(Exercise prompt) Write the next few sentences of the news piece on disease in Louisiana's 2024 rice crop, picking up right after its final sentence.

(Text block)
Fred Zaunbrecher has been a rice farmer for 40 years. He says he’s not foreign to Louisiana's warm and moist climate, which is conducive to the growth of bacteria or fungus.
"We had dry weather for most of the growing season and then it started raining, and after it started raining, the diseases started proliferating," Zaunbrecher said.
According to Adam Famoso, with the H. Rouse Caffey Rice Research Station, the 2024 season has been one of the most difficult seasons for rice farmers.
"Rice season in 2024 started out promising," Famoso said. "We had great growing conditions. A lot of folks thought it would be a record year."
One of the main issues is that fungicides used to control diseases on crops are no longer working.
“It's getting to the point where we used to be able to rely on the rice fungicides and we can’t anymore," Zaunbrecher expalined. "We really need the chemical company to step up and develop something.”
Famoso says this year, and the last few years, rice farmers have been impacted by a disease called smut. This disease gets on the kernel of the rice, giving off a black dust, which affects the quality. Famoso told KATC this is not the only disease impacting farmers.

(Provided data)
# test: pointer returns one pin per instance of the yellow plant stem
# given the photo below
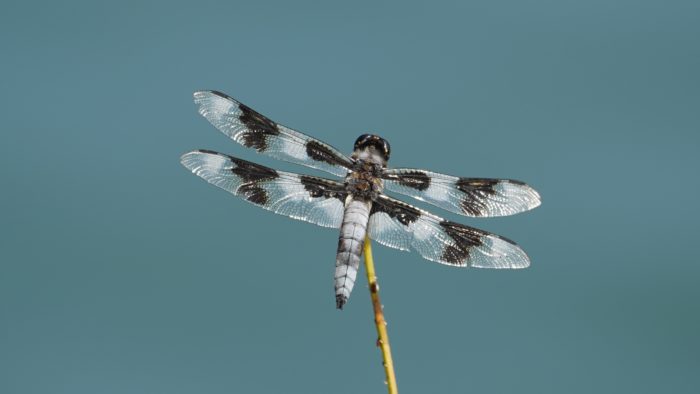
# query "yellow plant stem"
(383, 340)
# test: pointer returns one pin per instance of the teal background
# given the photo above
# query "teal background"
(120, 272)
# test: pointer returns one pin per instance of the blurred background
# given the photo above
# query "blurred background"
(121, 272)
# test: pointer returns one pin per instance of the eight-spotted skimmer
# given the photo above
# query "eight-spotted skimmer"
(357, 205)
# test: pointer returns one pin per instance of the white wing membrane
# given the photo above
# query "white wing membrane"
(311, 199)
(399, 225)
(466, 196)
(253, 130)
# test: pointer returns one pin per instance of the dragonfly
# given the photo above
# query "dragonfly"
(356, 202)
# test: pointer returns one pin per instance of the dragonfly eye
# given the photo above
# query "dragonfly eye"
(379, 143)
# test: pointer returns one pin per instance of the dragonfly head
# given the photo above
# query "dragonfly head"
(370, 145)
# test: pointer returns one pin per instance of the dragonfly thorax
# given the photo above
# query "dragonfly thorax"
(364, 181)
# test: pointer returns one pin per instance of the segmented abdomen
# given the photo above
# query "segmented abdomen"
(350, 243)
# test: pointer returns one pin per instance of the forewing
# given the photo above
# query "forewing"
(399, 225)
(465, 196)
(311, 199)
(253, 130)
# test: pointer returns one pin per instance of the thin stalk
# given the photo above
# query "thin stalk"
(383, 336)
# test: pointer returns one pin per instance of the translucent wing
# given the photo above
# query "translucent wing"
(399, 225)
(311, 199)
(254, 130)
(465, 196)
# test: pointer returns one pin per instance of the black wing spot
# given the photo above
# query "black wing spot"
(404, 213)
(414, 179)
(259, 127)
(252, 175)
(465, 238)
(251, 172)
(320, 152)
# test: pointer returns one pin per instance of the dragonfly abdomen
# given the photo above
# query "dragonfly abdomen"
(350, 243)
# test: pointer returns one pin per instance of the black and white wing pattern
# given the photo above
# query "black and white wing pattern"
(311, 199)
(399, 225)
(466, 196)
(253, 130)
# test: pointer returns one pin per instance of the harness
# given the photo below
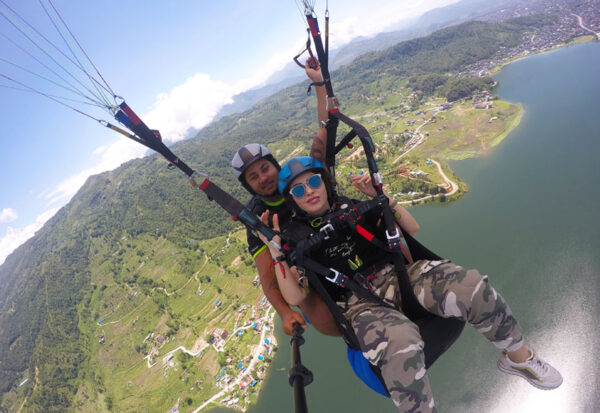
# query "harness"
(438, 333)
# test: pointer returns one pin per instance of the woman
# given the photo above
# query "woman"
(387, 338)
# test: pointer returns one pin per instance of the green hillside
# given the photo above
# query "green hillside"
(142, 251)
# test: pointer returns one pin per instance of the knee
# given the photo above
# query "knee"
(404, 339)
(390, 336)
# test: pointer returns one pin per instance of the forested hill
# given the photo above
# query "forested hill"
(47, 286)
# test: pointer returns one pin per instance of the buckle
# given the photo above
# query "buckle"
(338, 278)
(327, 230)
(393, 239)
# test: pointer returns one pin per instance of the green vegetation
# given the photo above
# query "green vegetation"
(140, 249)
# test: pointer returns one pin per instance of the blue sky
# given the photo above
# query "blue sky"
(176, 63)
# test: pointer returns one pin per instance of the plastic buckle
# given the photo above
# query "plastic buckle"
(393, 239)
(338, 278)
(327, 230)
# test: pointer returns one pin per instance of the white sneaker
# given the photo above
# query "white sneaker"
(535, 370)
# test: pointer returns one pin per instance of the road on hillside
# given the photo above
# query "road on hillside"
(249, 369)
(452, 184)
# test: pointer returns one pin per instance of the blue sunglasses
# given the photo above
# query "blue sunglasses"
(299, 190)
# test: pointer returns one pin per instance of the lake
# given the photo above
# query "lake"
(531, 222)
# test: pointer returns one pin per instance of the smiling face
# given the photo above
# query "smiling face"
(314, 201)
(262, 177)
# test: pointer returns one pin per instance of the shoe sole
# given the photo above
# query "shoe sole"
(534, 384)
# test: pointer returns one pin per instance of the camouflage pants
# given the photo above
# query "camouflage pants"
(392, 342)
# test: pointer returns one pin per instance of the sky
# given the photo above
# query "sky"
(176, 63)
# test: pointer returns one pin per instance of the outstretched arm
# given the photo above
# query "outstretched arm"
(270, 287)
(287, 277)
(319, 145)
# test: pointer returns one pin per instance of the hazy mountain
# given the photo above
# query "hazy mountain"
(128, 232)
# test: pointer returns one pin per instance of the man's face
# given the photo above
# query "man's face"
(262, 177)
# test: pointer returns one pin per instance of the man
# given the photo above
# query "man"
(257, 170)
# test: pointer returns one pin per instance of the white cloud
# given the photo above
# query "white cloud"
(8, 215)
(191, 105)
(112, 156)
(359, 20)
(17, 236)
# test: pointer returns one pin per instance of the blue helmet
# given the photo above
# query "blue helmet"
(295, 167)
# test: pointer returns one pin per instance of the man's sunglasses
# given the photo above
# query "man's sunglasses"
(299, 190)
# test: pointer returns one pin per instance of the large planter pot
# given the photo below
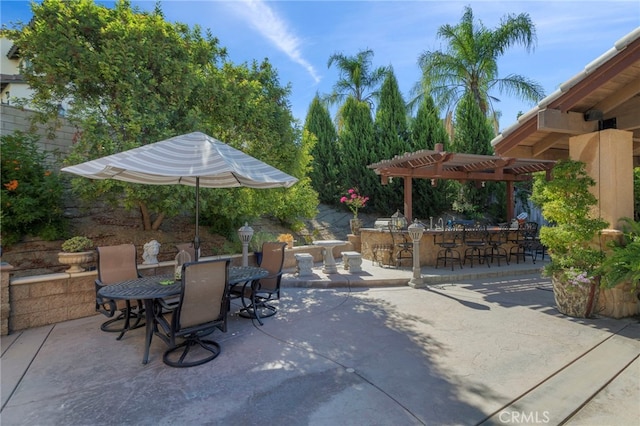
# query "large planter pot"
(75, 260)
(355, 225)
(576, 301)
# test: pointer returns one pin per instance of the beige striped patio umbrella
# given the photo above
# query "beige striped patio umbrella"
(194, 159)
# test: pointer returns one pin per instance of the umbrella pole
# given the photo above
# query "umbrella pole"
(196, 239)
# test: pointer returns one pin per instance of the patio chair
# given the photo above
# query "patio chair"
(202, 308)
(116, 264)
(449, 241)
(256, 295)
(475, 239)
(496, 242)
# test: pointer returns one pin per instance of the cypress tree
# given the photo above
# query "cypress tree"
(356, 141)
(426, 131)
(391, 140)
(473, 136)
(324, 166)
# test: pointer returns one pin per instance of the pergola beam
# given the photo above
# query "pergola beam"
(426, 164)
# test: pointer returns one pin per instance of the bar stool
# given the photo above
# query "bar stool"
(496, 241)
(449, 241)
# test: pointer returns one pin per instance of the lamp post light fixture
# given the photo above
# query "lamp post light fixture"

(Reply to the exercise)
“A relatively new disease called Cercospora, which affects on the stem. It makes some of the grains be empty, and in worse cases, the whole head falls off the plant onto the ground,” Famoso said.
With no way to control the spread of these diseases, Zaunbrecher's yield took a hit.
“In some of those fields, it was over 1500 pounds an acre, so that’s quite a yield loss and that was all due to the different diseases that we had,” Zaunbrecher expalined.
Experiencing such a loss could affect farmers in the future.
“If you can’t pay your bills from the previous year, the lending institutions aren’t going to give you enough money to operate because they want their investment back from the year before,” Zaunbrecher said.
Zaunbrecher says he hopes in the future farmers will have fungicides they can count on.